**Work instruction A**
Print everything in the article on Super Bowl QR code ads from "In the same" down to "QR code Challenge.".
**Work instruction B**
Answer these questions using the article on Super Bowl QR code ads:
(i) Which company did Coinbase's team work with on the ad, according to Armstrong's tweet?
(ii) Which snack brand put QR codes in its 53rd Super Bowl commercial?
(iii) Since what year has the floating QR code been used in Super Bowl commercials?
**Work instruction C**
Pick up the article on Super Bowl QR code ads after its last sentence and keep writing it.

February 24—- Days after the record-breaking debut of Coinbase’s viral Super Bowl QR code ad, which caused their app to crash after a deluge of downloads, a controversy followed and made the rounds online. It involved a scuffle between the CEOs of Coinbase and The Martin Agency over what was allegedly a “stolen creative idea.
Brian Armstrong, CEO of Coinbase, and Kristen Cavallo, CEO of The Martin Agency, had an exchange on Twitter after the CEO of the cryptocurrency app tweeted “No agency would have done this ad,” praising the hard work of their team in partnership with Accenture Interactive, a marketing agency company.
The Martin Agency’s Cavallo was then quick to reply to Armstrong’s post claiming that they pitched the same idea to the company August and October of 2021 and that his tweet was “unwarranted and unfair” towards agencies.
QR codes aren’t exactly new to Super Bowl Events
The floating QR code on Super Bowl commercials isn’t really new and has been in practice since 2019. In fact, the famous stackable potato-based crisp snack, Pringles, included QR codes in its 53rd Super Bowl commercial where viewers could scan the QR code and order their snack cans.
In the same year, Expensify, a software company that develops an expense management system, released its Super Bowl commercial, which featured a floating QR code in a video that redirected viewers online for a chance to win cash.
Another Super Bowl event in 2021 took place with the Pepsi Can QR code Super Bowl Promotions and Cheetos “Snap to Steal” Super Bowl QR code Challenge.
The year 2022 also saw various Super Bowl commercials using QR codes Bud Light’s QR code 57th Super Bowl promotions; Rocket Mortgage’s “Barbie Dream House” Super Bowl QR code Ad; Kia’s “Robo Dog” Super Bowl Ad; and the most recent and most controversial one, Coinbase’s “floating” QR code.
And why not? Incorporating QR codes into your brand marketing campaign is an intelligent way to drive engagement among viewers using only the scanner on their smartphone devices.
Burger King invaded TV commercials with moving QR codes as well!
Not only were QR codes seen on Super Bowl advertisements, but QR codes on TV commercials joined the QR code marketing bandwagon as well.

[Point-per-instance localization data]

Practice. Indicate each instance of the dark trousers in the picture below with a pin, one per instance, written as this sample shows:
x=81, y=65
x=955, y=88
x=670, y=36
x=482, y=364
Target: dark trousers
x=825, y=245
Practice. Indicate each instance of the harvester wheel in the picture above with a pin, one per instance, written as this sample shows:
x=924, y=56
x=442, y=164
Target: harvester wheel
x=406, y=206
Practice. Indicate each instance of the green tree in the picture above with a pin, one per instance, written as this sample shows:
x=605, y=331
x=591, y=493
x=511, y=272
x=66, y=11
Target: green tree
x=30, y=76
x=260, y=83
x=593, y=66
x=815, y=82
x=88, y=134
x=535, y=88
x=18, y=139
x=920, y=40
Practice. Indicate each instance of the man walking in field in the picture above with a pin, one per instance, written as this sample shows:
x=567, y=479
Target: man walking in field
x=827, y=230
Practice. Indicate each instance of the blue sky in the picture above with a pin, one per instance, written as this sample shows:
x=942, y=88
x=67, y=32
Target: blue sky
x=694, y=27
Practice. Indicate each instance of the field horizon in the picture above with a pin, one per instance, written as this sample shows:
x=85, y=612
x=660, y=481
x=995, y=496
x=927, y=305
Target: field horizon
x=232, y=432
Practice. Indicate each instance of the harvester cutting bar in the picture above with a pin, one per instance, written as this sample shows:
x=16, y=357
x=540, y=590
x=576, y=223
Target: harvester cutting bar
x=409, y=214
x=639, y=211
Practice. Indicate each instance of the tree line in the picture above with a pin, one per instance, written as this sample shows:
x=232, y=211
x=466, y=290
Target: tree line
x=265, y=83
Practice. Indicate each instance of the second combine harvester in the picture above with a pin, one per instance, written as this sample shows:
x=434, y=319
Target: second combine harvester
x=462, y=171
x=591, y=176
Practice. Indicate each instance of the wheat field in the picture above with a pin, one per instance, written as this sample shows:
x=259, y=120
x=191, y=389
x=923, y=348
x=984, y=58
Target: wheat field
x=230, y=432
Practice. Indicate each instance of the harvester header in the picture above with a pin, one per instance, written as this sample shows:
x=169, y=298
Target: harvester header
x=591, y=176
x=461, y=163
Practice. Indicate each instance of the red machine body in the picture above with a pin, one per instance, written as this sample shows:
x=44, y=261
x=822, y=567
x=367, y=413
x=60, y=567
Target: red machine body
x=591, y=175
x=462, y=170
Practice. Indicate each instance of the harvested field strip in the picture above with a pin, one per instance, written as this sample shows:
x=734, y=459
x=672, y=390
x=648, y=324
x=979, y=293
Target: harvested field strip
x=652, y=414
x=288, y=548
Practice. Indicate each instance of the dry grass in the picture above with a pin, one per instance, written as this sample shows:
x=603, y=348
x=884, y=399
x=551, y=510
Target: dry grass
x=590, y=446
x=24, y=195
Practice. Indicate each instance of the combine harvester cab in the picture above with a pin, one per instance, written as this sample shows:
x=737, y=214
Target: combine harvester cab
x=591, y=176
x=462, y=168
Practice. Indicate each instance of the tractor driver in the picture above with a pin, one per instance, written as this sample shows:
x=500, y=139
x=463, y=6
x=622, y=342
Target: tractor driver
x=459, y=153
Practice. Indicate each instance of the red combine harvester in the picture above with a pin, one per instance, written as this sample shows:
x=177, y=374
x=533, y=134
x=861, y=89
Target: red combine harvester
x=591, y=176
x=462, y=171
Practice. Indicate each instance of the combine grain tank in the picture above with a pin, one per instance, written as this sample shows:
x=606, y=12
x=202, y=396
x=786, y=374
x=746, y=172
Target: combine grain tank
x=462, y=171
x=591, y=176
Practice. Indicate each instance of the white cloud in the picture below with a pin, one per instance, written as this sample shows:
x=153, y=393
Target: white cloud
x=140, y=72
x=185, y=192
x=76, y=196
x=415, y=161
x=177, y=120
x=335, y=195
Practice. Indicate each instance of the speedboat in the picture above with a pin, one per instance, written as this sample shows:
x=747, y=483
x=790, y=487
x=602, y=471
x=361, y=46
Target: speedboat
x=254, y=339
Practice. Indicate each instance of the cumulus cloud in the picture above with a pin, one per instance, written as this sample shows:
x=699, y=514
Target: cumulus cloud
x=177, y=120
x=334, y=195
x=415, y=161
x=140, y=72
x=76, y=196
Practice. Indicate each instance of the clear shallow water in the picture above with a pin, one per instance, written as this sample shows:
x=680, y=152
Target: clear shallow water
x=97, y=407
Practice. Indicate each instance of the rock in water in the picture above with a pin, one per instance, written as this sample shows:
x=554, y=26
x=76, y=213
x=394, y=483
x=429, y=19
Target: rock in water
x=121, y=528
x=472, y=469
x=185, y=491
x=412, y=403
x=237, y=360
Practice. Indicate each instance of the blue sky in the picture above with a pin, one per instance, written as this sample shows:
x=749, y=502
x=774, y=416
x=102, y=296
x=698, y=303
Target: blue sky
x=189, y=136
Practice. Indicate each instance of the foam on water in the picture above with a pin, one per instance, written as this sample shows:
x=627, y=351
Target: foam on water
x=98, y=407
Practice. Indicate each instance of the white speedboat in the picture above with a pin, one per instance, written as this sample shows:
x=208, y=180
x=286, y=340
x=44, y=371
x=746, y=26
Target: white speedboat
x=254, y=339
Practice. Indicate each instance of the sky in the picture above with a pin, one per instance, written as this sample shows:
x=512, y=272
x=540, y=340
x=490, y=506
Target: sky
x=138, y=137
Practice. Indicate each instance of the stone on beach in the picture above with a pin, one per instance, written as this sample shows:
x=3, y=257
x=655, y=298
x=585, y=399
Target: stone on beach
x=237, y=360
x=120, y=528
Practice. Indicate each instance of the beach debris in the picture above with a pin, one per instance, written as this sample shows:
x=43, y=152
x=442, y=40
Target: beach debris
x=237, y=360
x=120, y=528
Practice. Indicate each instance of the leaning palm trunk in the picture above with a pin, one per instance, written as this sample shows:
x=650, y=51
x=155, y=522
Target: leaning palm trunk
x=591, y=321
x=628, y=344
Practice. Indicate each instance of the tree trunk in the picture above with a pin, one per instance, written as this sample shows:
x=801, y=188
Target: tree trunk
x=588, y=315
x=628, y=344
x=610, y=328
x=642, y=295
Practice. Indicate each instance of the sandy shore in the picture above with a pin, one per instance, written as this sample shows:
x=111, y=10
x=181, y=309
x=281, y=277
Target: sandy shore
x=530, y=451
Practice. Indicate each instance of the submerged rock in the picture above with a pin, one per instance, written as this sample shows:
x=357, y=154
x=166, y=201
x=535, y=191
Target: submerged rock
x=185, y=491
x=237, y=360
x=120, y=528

**Answer space A**
In the same year, Expensify, a software company that develops an expense management system, released its Super Bowl commercial, which featured a floating QR code in a video that redirected viewers online for a chance to win cash.
Another Super Bowl event in 2021 took place with the Pepsi Can QR code Super Bowl Promotions and Cheetos “Snap to Steal” Super Bowl QR code Challenge.

**Answer space B**
(i) Accenture Interactive
(ii) Pringles
(iii) 2019

**Answer space C**
Burger King, one of the fast-food chain giants, found a way to alleviate the boredom of home viewers during the surge of the COVID-19 pandemic in 2020 when they used floating QR codes on television to give fun to people staying indoors.
A floating QR code on TV commercials appears a few times on television where viewers can scan it to get a chance to win a free whopper deal.
If the viewer is quick enough to catch and scan the moving QR code, he might get a chance of winning a free burger!
“This is not the first time a moving QR code was used in an ad,” Benjamin Claeys, CEO of QRTIGER, one of the leading QR code generators online, says.
“QR codes are not limited to Super Bowl ads or TV commercials but also in the majority of the retail industry, product manufacturers, winery, print media- everywhere! It will redefine the future of marketing a hundred percent. It already has, and there will be more QR code marketing innovation in the coming years.” He added.
The popularity of QR codes today
According to a survey conducted by Statista in June 2021, 59 percent of responding shoppers from the United States said that QR codes would be a permanent part of using their smartphones in the future.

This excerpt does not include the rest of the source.